**TO DO:** Swap every "biggest circle" in the lines below for "largest circle", and give all the lines back otherwise unchanged, leaving out the pictures.

**SUPPLIED RECORDS:**
>> BEGIN
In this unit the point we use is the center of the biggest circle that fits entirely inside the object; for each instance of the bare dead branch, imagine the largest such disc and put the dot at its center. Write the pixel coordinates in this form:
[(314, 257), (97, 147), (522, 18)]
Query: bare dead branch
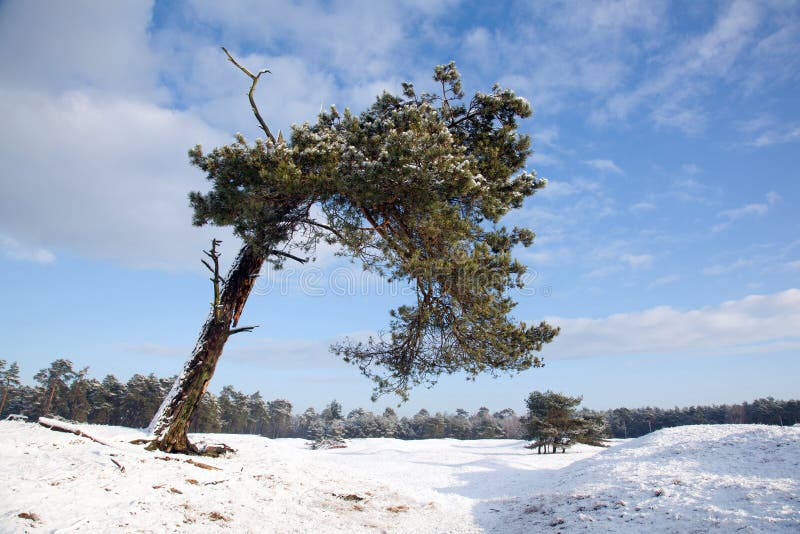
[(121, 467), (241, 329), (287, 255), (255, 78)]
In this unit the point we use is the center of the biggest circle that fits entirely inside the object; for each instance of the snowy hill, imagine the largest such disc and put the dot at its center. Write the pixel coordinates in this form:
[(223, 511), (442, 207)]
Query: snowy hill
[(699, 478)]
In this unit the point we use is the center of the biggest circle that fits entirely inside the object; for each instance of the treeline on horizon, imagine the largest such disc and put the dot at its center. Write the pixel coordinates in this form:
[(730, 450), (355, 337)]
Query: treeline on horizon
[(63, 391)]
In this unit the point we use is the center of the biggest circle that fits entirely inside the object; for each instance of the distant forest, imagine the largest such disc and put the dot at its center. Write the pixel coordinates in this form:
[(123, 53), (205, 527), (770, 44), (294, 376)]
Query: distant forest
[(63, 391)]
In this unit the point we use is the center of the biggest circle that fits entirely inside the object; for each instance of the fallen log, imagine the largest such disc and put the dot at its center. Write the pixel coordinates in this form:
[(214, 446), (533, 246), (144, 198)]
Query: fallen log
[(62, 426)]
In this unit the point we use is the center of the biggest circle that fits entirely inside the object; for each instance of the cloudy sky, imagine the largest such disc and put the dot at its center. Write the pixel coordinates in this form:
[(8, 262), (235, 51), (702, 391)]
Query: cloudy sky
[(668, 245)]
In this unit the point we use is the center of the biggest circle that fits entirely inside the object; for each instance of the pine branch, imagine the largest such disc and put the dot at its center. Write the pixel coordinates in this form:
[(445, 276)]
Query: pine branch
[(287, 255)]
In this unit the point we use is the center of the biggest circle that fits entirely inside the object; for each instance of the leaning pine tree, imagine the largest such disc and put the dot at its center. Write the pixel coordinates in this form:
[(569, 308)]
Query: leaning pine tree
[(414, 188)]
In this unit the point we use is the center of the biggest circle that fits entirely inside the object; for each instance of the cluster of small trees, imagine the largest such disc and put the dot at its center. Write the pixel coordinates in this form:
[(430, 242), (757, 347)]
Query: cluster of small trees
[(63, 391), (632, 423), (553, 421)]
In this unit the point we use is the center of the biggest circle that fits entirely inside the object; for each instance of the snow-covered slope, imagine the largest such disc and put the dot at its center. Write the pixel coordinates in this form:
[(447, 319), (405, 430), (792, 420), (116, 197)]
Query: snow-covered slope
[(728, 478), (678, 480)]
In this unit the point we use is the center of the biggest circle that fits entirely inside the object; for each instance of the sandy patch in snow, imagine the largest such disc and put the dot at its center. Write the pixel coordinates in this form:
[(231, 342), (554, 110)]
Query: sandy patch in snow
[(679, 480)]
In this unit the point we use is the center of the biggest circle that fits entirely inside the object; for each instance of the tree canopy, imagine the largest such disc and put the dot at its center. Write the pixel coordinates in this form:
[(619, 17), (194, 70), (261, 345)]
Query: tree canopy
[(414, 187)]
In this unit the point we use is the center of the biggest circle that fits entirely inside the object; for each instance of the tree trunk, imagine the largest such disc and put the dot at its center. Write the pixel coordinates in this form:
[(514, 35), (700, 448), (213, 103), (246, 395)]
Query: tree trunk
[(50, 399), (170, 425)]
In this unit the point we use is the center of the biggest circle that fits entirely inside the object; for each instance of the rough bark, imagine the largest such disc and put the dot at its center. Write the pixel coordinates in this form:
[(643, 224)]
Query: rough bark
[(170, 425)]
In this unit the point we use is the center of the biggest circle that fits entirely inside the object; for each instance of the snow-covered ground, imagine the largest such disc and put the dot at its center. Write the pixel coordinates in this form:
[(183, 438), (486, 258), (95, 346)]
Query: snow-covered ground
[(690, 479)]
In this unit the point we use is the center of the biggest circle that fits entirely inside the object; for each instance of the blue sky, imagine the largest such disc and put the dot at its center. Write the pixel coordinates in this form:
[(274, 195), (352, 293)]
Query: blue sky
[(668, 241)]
>> END
**OUTPUT BELOW:**
In this unit the point we use is the center of the largest circle that fits entirely inside the object; for each instance of the bare dead branch, imagine the largest such disc and put the dot at its center. Write the pixel coordinates in this form:
[(314, 257), (97, 147), (522, 18)]
Query: bare dead branch
[(121, 467), (241, 329), (287, 255), (255, 78)]
In this unit the point we use is the center of the largest circle that fits entirely inside the object; for each instance of the snowy hill, imagine the largest such disc and put the dot at its center. Write the pixel coordinates in this form:
[(223, 511), (442, 207)]
Query: snowy hill
[(699, 478)]
In this unit the point we use is the center of the largest circle that fits entirely inside the object; for each instance of the treeline on horizon, imagine the largest such disc and put the dot at its center. Write the pixel coordinates in this form:
[(730, 450), (355, 337)]
Query: treeline on horizon
[(63, 391)]
In this unit the point we use is the center of the largest circle that fits entirely inside the object; for each instance of the distant forest, imagine the largest such disc and put the dot at its center. Write the pixel coordinates in this form:
[(123, 53), (205, 527), (770, 44), (294, 376)]
Query: distant forest
[(63, 391)]
In this unit the point we use is the center of the largest circle that fits entirely inside the object; for each instance of the fallen log, imagine the largest such disc and put the dot at its center. Write the pixel coordinates in this form:
[(214, 446), (533, 246), (144, 198)]
Query: fallen log
[(62, 426)]
In this unit the point we use is the center of the largest circle that fits entirely inside the object; for each instance of the cloudy sky, imagine the largest such disc and put the dot at its center. Write the pixel coordinates in this form:
[(8, 262), (235, 51), (702, 391)]
Query: cloudy sky
[(668, 245)]
In this unit the point we use is the center of the largest circle that fits entirely inside the object; for each instance of the pine branch, imagine the largest such disc and put the dot at its center. Write the pixel coordinates in this form:
[(445, 276)]
Query: pine branch
[(287, 255)]
In this unit the point we use is the center of the largest circle that fits entirely inside the object; for each instance of the leaning pine tree, imagine the largest such disc and put the dot at its center. Write the pixel coordinates in this form:
[(569, 308)]
Query: leaning pine tree
[(414, 188)]
In this unit the point we use is the center of the largest circle that fits entirely inside the object; for each instance of the cluster of small trees, imagine the largest such disc and put the dot at its center. Write the pixel coordinates in this form:
[(430, 242), (757, 347)]
Query: cluster of small trees
[(63, 391), (632, 423), (553, 421)]
In this unit the point we use is the center of the largest circle that fits entirely inside the object; for each instance of the snow-covered slope, imagine the largest such disc and put the dot at its center. Write the pixel coordinates in this form:
[(447, 319), (405, 430), (792, 420), (116, 197)]
Query: snow-covered slope
[(728, 478), (678, 480)]
In this unit the point we use is the center of the largest circle that fits entirely inside the object; for each instance of the sandy patch in snow, imagine the largest such disc and put the dot at its center. Write the pixel coordinates in this form:
[(231, 342), (554, 110)]
Query: sandy patch in snow
[(679, 480)]
In this unit the point we use is the center of the largest circle that fits entirely inside the object; for each instance of the tree canopy, imagine the largest such disc and put the dot at its center. Write the pixel coordinates in this form:
[(619, 17), (194, 70), (261, 345)]
Query: tree canopy
[(414, 187)]
In this unit the point we use is the center of the largest circle that fits entirely inside the object; for each instance of the tree trunk, imagine the largest such disc and put the dot at its center. Write the pixel coordinates in this form:
[(514, 35), (700, 448), (213, 103), (246, 395)]
Query: tree trunk
[(50, 399), (170, 425)]
In this unit the point we use is the center of the largest circle that fits entirely inside the object; for each instance of the rough bark, imagine the largest such disc and put the dot at its center. Write the pixel coordinates in this form:
[(643, 224)]
Query: rough bark
[(170, 425)]
In this unit the point we use is the center of the largest circle that fits entirely inside the object; for each instance of the snow-covered ground, imagine the largest such disc and put the dot at its center. Write the pixel coordinates in this form:
[(183, 438), (486, 258), (95, 346)]
Query: snow-covered ground
[(690, 479)]
In this unit the point we use is the center of the largest circle that fits entirely inside the object; for each instance of the blue sky, imagine the largest such disc and put the dot at its center. Write the pixel coordinates in this form:
[(274, 195), (352, 293)]
Query: blue sky
[(668, 241)]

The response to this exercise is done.